FIG. 4A-4B show a voltage response of the transducer and carrier assembly when not exposed to a load and exposed to a load, respectively; and

FIG. 5 shows an exemplary multiple transducer and multiple carrier assembly.

The present disclosure relates to an apparatus and methods for detecting undesirable downhole conditions. Undesirable downhole conditions include, but are not limited to, well erosion, well collapse, well washout, tool decentralization, wellbore shift, tool slip, etc. When detected early enough, further problems such as damage to wellbore equipment can be alleviated. In addition, other mitigatory measures can be taken as a subsequent well treatment and well design.

In embodiments, the formation collapse sensor detects these well conditions by using mechanical waves conveyed by a carrier disposed along one or more sections of a wellbore. A transducer detects mechanical waves that may be reflected from a location along the carrier. These reflected waves may indicate the presence of an undesirable well condition such as formation collapse. Illustrative formation collapse sensors are described below.

INSTRUCTION 1 >> In the passage on downhole conditions, what does the transducer detect?
INSTRUCTION 2 >> List every condition named in the sentence of the passage on downhole conditions that begins "Undesirable downhole conditions include".
INSTRUCTION 3 >> Resume the passage on downhole conditions from its last sentence.

DATA EXCERPT >>
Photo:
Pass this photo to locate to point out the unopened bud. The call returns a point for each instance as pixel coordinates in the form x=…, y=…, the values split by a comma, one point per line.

FINAL RESULT 1 >> It detects mechanical waves that may be reflected from a location along the carrier.

FINAL RESULT 2 >> Well erosion, well collapse, well washout, tool decentralization, wellbore shift, tool slip

FINAL RESULT 3 >>
FIG. 1 shows a well 30 that uses a formation collapse sensor 40 to detect formation collapse at one or more locations along a completion system. In one embodiment, the formation collapse sensor 40 may include a transducer 50 and the carrier 60 positioned adjacent to a wellbore tubular such as a liner 10 and/or a completion device 12 in a wellbore 20. The carrier 60 is exposed so that invasion of the rock and earth from the formation can apply a loading onto one or more locations along the carrier 60. In an openhole completion or liner completion, the transducer 50 and the carrier 60 may be attached to the liner 10 and/or the completion 12 by a clamp 13, or disposed inside the liner 10 and/or the completion 12. Alternatively, the assembly may be run with a liner hanger and a tieback or some other technique. For easiness of understanding and for convenience, the liner 10 and completion 12 will be used interchangeably for the rest of this disclosure.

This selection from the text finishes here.